Exercise prompt -
Pick out each line in the entries below that contains the word "headset" and copy those lines. The match is case-sensitive.

Working data -

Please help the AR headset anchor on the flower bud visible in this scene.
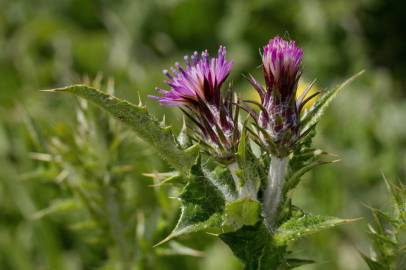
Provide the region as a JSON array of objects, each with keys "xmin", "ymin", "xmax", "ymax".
==
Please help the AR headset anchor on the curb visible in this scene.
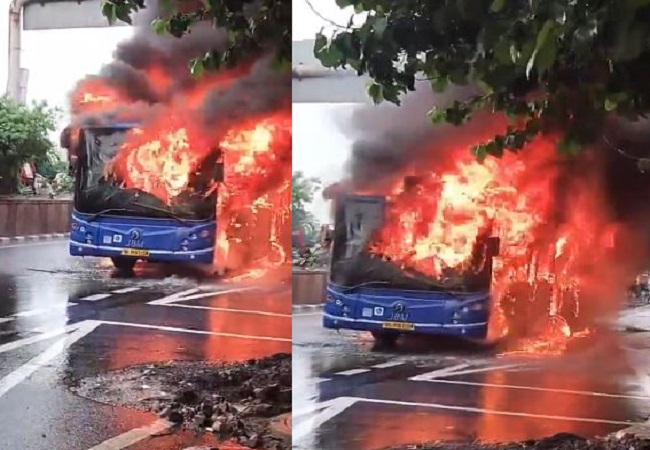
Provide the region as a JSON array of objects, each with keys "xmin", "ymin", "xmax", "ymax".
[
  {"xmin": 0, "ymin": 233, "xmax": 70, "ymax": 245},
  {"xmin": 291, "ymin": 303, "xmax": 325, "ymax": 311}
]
...
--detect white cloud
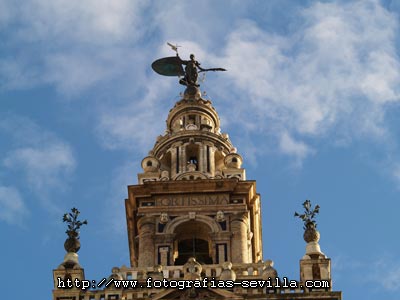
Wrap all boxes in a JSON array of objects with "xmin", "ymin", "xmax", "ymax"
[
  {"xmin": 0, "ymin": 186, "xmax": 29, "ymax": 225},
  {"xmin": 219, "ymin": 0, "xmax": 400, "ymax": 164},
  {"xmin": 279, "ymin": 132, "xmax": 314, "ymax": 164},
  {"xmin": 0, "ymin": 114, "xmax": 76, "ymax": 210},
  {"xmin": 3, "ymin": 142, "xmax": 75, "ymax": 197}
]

Solution to the exercise -
Please help the AR headset anchor on the flower bud visible in this scene.
Please help the AR headset anchor on the curb visible in this scene.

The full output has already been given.